Task details: Starting with the row that contains "guitar, one point per instance." and going on through the row that contains "frame, one point per instance.", render those rows as a numbered list, omitting any blank lines.

Exercise inputs:

* Start *

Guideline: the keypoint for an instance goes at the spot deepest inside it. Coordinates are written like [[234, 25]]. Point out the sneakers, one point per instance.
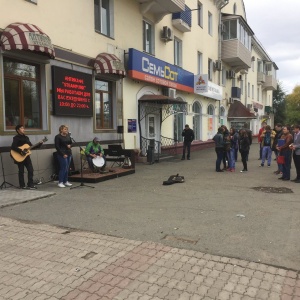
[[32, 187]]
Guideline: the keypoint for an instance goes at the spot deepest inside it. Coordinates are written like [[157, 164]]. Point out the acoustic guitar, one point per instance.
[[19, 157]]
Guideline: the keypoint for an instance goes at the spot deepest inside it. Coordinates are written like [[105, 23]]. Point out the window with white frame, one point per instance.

* End *
* Start *

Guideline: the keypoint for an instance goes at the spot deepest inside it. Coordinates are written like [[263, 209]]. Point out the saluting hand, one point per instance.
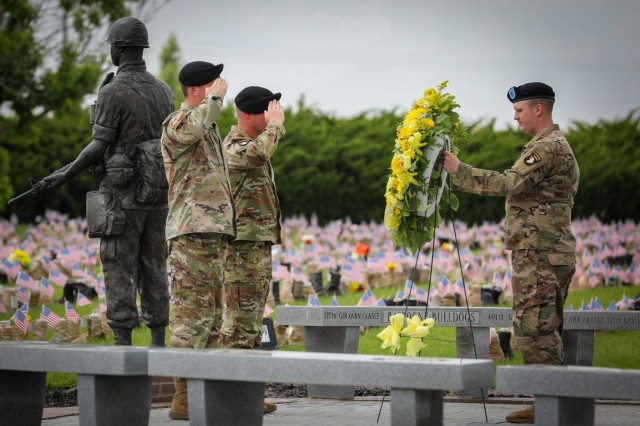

* End *

Task answer:
1. Guideline: the keypoint for an instance goes at the spot deepest inside it. Coordinates are written like [[157, 164]]. Point out the acoustic guitar, one point per instance.
2. [[19, 157]]
3. Guideline: the keypoint for an instance goes at the spot deepest inside it. Coordinates are written like [[105, 23]]. Point out the window with white frame, one point per instance.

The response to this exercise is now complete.